## [To do]
Nothing but the lines from the first line of the entries through the line with "positive clicks: (144, 134) (155, 29)" should appear in the answer, transcribed exactly and free of pictures.
Input: Begin
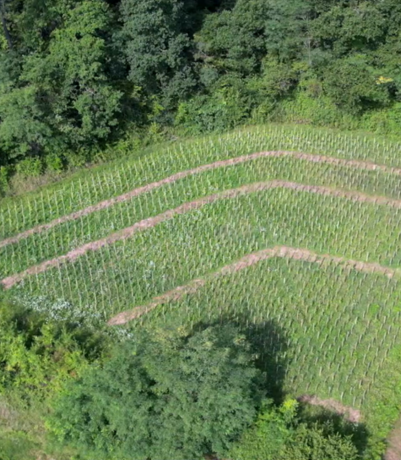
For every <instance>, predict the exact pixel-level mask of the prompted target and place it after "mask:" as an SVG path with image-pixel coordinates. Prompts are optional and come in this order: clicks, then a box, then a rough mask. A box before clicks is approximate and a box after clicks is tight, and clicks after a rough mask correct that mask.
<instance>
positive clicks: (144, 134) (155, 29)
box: [0, 0, 401, 172]
mask: <svg viewBox="0 0 401 460" xmlns="http://www.w3.org/2000/svg"><path fill="white" fill-rule="evenodd" d="M2 5H3V8H0V11H1V20H2V21H1V26H2V27H1V32H2V33H1V34H0V156H1V158H0V162H1V164H3V165H4V164H8V163H11V164H14V163H17V162H19V161H20V160H21V159H24V158H29V157H31V156H39V157H40V158H41V159H42V160H44V158H46V157H47V158H48V159H49V162H50V163H49V165H48V166H49V168H48V169H51V170H54V171H56V172H58V171H60V170H61V169H62V167H65V166H68V165H70V166H72V167H77V166H82V165H83V164H85V163H86V162H88V161H91V162H93V161H104V159H106V158H109V156H108V154H107V152H110V150H111V149H112V148H113V146H114V145H120V144H119V143H118V142H119V141H121V139H124V138H127V137H129V136H130V135H131V130H132V131H134V132H135V133H144V134H141V135H140V136H139V137H141V138H142V139H143V143H144V144H148V143H157V142H159V141H160V139H161V138H162V136H163V135H164V134H165V133H166V132H170V130H172V129H174V131H175V132H179V133H188V134H197V133H204V132H210V131H219V132H221V131H223V130H227V129H231V128H233V127H236V126H238V125H244V124H249V123H254V122H257V123H260V122H265V121H279V122H283V121H284V122H287V121H296V122H298V123H299V122H302V123H312V124H319V125H329V126H334V127H345V128H347V129H368V130H372V131H377V132H385V133H392V134H396V135H398V134H399V131H400V126H401V125H400V120H399V117H398V115H397V113H398V109H397V107H398V105H397V104H398V103H399V99H400V91H401V72H400V69H399V61H400V56H401V45H400V40H399V33H398V32H399V27H398V26H399V25H400V24H401V12H400V7H399V5H398V3H397V1H396V0H383V1H380V2H373V1H372V0H365V1H347V2H346V1H342V2H337V1H335V0H252V1H249V0H238V1H232V0H220V1H214V2H213V1H210V0H187V1H183V0H121V1H110V0H77V1H73V0H49V1H44V0H40V1H37V0H27V1H24V2H20V1H19V0H2ZM397 27H398V28H397ZM161 133H162V134H161ZM142 145H143V144H142ZM70 152H74V153H70ZM77 152H78V153H77ZM82 152H84V153H82ZM51 155H54V157H53V158H56V157H60V158H63V162H64V163H63V165H61V163H60V161H57V160H55V162H51V161H50V158H51ZM115 155H118V149H116V153H115Z"/></svg>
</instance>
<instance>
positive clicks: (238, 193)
mask: <svg viewBox="0 0 401 460" xmlns="http://www.w3.org/2000/svg"><path fill="white" fill-rule="evenodd" d="M274 188H286V189H291V190H296V191H301V192H309V193H318V194H320V195H329V196H335V197H341V198H346V199H349V200H353V201H359V202H364V203H374V204H383V205H387V206H391V207H394V208H398V209H401V200H391V199H388V198H385V197H378V196H370V195H365V194H364V193H359V192H353V191H342V190H337V189H331V188H329V187H322V186H317V185H304V184H298V183H296V182H287V181H279V180H275V181H270V182H256V183H254V184H249V185H243V186H242V187H238V188H235V189H230V190H225V191H224V192H220V193H216V194H214V195H209V196H206V197H203V198H200V199H198V200H194V201H190V202H188V203H184V204H182V205H180V206H178V207H177V208H175V209H170V210H168V211H165V212H163V213H161V214H158V215H157V216H154V217H148V218H147V219H143V220H141V221H139V222H137V223H135V224H134V225H132V226H131V227H127V228H125V229H123V230H119V231H118V232H115V233H112V234H111V235H109V236H107V237H105V238H102V239H100V240H97V241H92V242H90V243H87V244H84V245H83V246H81V247H79V248H76V249H73V250H72V251H70V252H68V253H67V254H65V255H62V256H59V257H55V258H54V259H50V260H46V261H44V262H42V263H40V264H38V265H34V266H32V267H30V268H28V269H26V270H24V271H23V272H21V273H17V274H15V275H11V276H9V277H7V278H4V279H3V280H2V281H1V284H2V285H3V287H4V288H5V289H10V288H11V287H13V286H14V285H15V284H17V283H19V282H20V281H22V280H23V279H24V278H26V277H27V276H29V275H37V274H39V273H42V272H44V271H46V270H48V269H50V268H52V267H57V266H59V265H61V264H62V263H64V262H67V261H73V260H75V259H77V258H78V257H80V256H83V255H84V254H86V253H87V252H89V251H96V250H98V249H100V248H102V247H104V246H106V245H109V244H113V243H115V242H116V241H120V240H124V239H127V238H129V237H131V236H132V235H134V234H135V233H137V232H138V231H143V230H146V229H149V228H152V227H155V226H156V225H158V224H160V223H161V222H164V221H166V220H169V219H172V218H173V217H175V216H177V215H180V214H185V213H187V212H190V211H192V210H194V209H199V208H201V207H203V206H205V205H206V204H209V203H213V202H215V201H218V200H222V199H226V198H234V197H236V196H239V195H242V194H247V193H252V192H257V191H262V190H269V189H274Z"/></svg>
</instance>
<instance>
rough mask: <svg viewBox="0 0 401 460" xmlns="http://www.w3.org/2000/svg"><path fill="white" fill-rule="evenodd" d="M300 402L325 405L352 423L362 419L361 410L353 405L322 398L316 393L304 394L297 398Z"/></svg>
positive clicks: (329, 399) (324, 407) (356, 422)
mask: <svg viewBox="0 0 401 460" xmlns="http://www.w3.org/2000/svg"><path fill="white" fill-rule="evenodd" d="M297 400H298V401H299V402H304V403H308V404H310V405H312V406H319V407H323V408H324V409H328V410H331V411H333V412H335V413H336V414H338V415H343V416H344V418H345V420H348V421H349V422H352V423H359V422H360V420H361V412H360V411H359V410H358V409H354V408H353V407H348V406H344V405H343V404H341V403H340V402H339V401H335V400H334V399H320V398H318V397H317V396H315V395H302V396H300V397H299V398H297Z"/></svg>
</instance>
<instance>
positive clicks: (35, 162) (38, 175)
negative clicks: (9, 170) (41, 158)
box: [15, 158, 43, 177]
mask: <svg viewBox="0 0 401 460" xmlns="http://www.w3.org/2000/svg"><path fill="white" fill-rule="evenodd" d="M15 169H16V171H17V173H19V174H21V176H23V177H39V176H40V175H41V174H42V172H43V164H42V161H41V160H40V158H25V159H24V160H21V161H20V162H19V163H17V165H16V167H15Z"/></svg>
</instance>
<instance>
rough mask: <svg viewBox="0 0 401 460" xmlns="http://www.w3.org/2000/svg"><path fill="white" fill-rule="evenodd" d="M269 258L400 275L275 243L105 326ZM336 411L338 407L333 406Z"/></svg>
mask: <svg viewBox="0 0 401 460" xmlns="http://www.w3.org/2000/svg"><path fill="white" fill-rule="evenodd" d="M272 257H286V258H291V259H296V260H305V261H307V262H313V263H319V264H323V263H325V262H334V263H336V264H339V265H343V266H344V267H346V268H349V269H352V270H358V271H362V272H365V273H380V274H383V275H386V276H388V277H390V278H391V277H392V276H394V275H395V274H396V273H397V274H399V275H401V270H400V269H391V268H388V267H384V266H382V265H379V264H376V263H368V262H359V261H356V260H349V259H345V258H344V257H335V256H331V255H329V254H322V255H321V254H316V253H315V252H312V251H309V250H308V249H299V248H290V247H287V246H276V247H274V248H271V249H263V250H262V251H258V252H255V253H253V254H248V255H246V256H244V257H242V258H241V259H239V260H238V261H236V262H234V263H232V264H229V265H226V266H225V267H223V268H221V269H219V270H217V271H216V272H214V273H212V274H210V275H208V276H206V277H205V278H198V279H195V280H193V281H191V282H190V283H188V284H186V285H185V286H179V287H177V288H175V289H172V290H171V291H169V292H166V293H164V294H162V295H160V296H158V297H155V298H154V299H153V300H152V301H151V302H149V303H148V304H146V305H141V306H139V307H136V308H134V309H132V310H128V311H125V312H122V313H119V314H118V315H116V316H113V317H112V318H111V319H110V320H109V321H108V323H107V324H108V325H110V326H115V325H121V324H125V323H128V322H129V321H131V320H133V319H136V318H139V317H140V316H142V315H144V314H146V313H148V312H149V311H151V310H153V309H154V308H156V307H157V306H159V305H161V304H163V303H166V302H169V301H172V300H173V301H174V300H179V299H181V298H182V297H183V296H185V295H186V294H189V293H193V292H195V291H196V290H197V289H199V288H201V287H202V286H203V285H204V284H205V283H206V282H207V281H208V280H209V279H212V278H214V277H216V276H221V275H227V274H230V273H234V272H237V271H239V270H243V269H244V268H247V267H250V266H252V265H255V264H257V263H258V262H260V261H262V260H266V259H270V258H272ZM337 410H338V408H337ZM349 416H350V417H351V416H353V417H356V413H352V414H351V413H350V414H349Z"/></svg>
Input: End
## [Answer for the task]
For every <instance>, predict the exact pixel-level mask of the prompted target and place it after "mask:" as an SVG path with image-pixel coordinates. Prompts are optional and come in this order: clicks, then a box, then a rough mask. A box before clicks is approximate and a box after clicks is tight, and clicks after a rough mask correct that mask.
<instance>
positive clicks: (144, 134) (155, 29)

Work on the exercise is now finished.